In the excerpt on relative deprivation, which authors are credited with defining social undermining, and in what year?

▶ **PAGE EXCERPT**:
++++

Hypothesis 1: Perceptions of coworkers’ receiving i-deals interacting with core self-evaluations are positively related to relative deprivation. That is, under the condition of low core self-evaluations, perceptions of coworkers’ receiving i-deals are positively related to relative deprivation.

Relative Deprivation as a Mediator

Social comparison theory indicates that unfavorable comparative information can threaten an individual’s sense of self-value and that this threat must be managed and controlled by some behavioral strategy to counteract further threats to oneself (Buunk and Gibbons, 2007).

According to Folger and Martin's (1986) model of relative deprivation response, when individuals experience feelings of deprivation, they have two options: (1) self-improvement (e.g., working harder, exhibiting more organizational citizenship behaviors) and pursuing constructive change (e.g., expressing their concerns to leaders); (2) exhibiting stress symptoms and negative attitudes (e.g., increased stress, decreased health, decreased job satisfaction counterproductive work behaviors, and workplace injuries). Employees’ positive or negative reactions to these two sorts of reactions are determined by the possibility and extent to which their situation will change in the future (Bolino and Turnley, 2009).

Duffy et al. (2002) proposed that social undermining refers to covert behaviors that chronically and intentionally impede the establishment and maintenance of positive interpersonal relationships with others, interfere with their success at work, and undermine their good reputations. As an aggressive tool, for example, withholding information, gossiping, putting others down, and “cold violence.” Social undermining not only has a negative impact on their mood, well-being, self-efficacy (Duffy et al., 2006), and interpersonal relationships (Hershcovis and Barling, 2010), but also has the potential to reduce their reputation and job performance (Duffy et al., 2006).

++++

▶ **DATA EXTRACTS**:

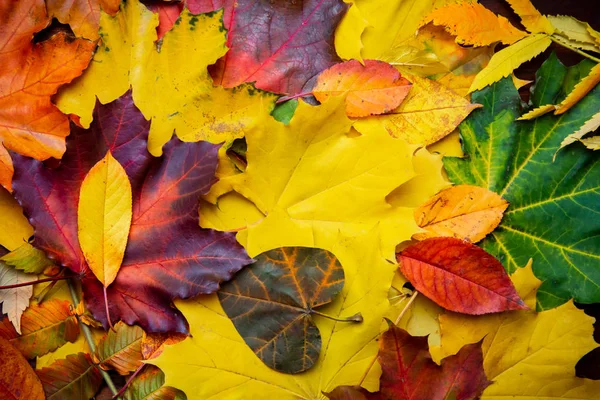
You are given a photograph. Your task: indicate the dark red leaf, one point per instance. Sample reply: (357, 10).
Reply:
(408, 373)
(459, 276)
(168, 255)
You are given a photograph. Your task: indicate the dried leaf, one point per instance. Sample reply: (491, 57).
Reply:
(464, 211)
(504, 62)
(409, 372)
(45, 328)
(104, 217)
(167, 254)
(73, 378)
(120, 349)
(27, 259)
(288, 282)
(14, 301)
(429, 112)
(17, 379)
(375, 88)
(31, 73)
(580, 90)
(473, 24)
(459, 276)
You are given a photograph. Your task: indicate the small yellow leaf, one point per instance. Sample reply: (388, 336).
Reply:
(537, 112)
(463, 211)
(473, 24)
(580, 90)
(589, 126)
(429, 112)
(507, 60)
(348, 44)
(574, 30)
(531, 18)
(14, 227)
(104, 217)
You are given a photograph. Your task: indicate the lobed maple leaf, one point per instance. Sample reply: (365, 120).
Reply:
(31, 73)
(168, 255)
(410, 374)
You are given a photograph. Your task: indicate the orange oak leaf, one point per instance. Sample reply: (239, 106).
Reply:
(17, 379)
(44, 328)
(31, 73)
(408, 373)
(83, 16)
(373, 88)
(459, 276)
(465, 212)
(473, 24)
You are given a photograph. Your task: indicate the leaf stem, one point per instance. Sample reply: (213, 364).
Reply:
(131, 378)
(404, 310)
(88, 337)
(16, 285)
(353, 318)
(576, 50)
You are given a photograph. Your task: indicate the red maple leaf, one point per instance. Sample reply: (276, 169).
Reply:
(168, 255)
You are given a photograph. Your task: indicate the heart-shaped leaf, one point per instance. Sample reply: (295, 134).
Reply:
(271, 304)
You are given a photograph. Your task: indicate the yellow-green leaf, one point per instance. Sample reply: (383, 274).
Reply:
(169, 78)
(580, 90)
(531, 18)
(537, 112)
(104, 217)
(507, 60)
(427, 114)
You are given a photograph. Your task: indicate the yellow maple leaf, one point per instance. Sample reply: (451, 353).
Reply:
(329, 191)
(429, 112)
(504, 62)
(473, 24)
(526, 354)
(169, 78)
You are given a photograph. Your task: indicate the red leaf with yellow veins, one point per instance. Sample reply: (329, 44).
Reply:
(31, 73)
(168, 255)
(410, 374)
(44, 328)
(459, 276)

++++

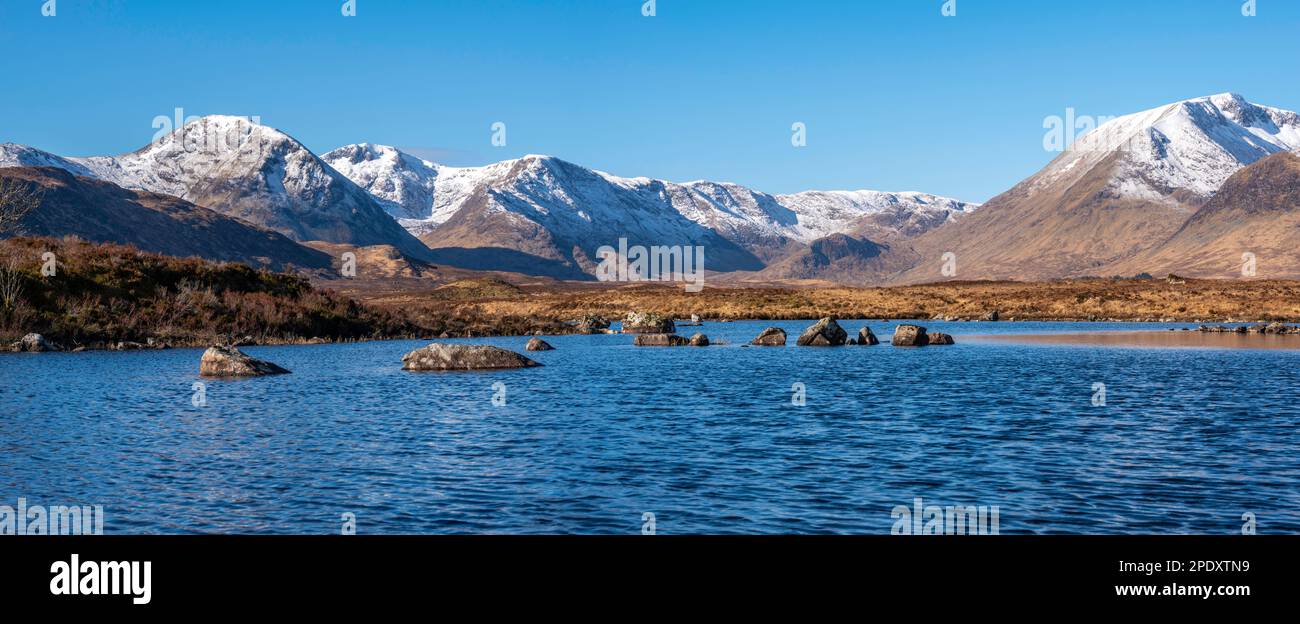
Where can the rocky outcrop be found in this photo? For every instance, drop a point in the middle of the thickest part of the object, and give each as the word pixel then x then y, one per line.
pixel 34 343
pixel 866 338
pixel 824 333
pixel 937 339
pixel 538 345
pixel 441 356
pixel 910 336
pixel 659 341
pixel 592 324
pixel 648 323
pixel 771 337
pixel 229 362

++++

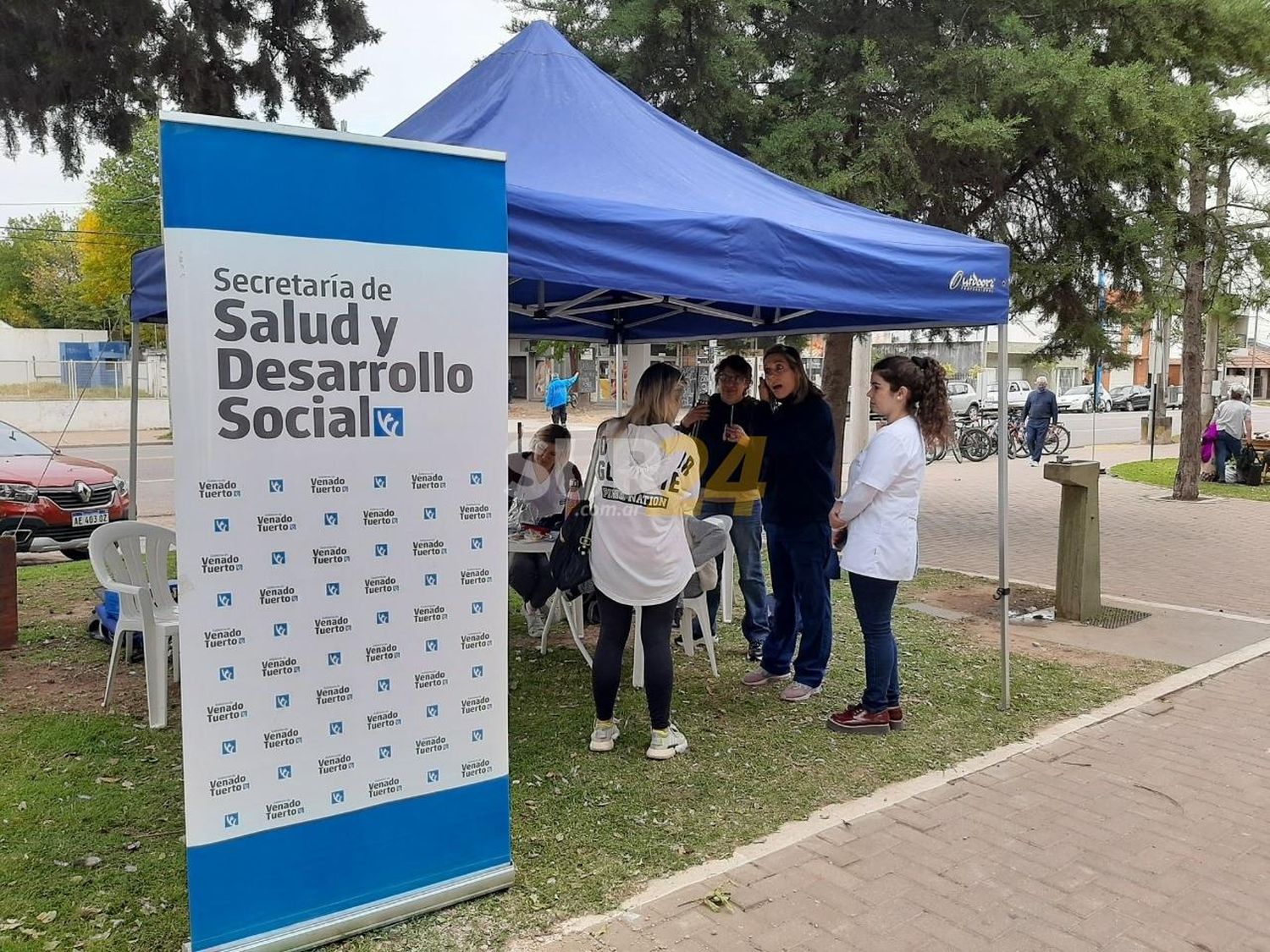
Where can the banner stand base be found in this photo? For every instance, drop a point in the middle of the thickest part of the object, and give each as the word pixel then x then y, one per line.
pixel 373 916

++++

▶ **OUTPUT FOR THIS TASK**: Duffy et al., in 2002.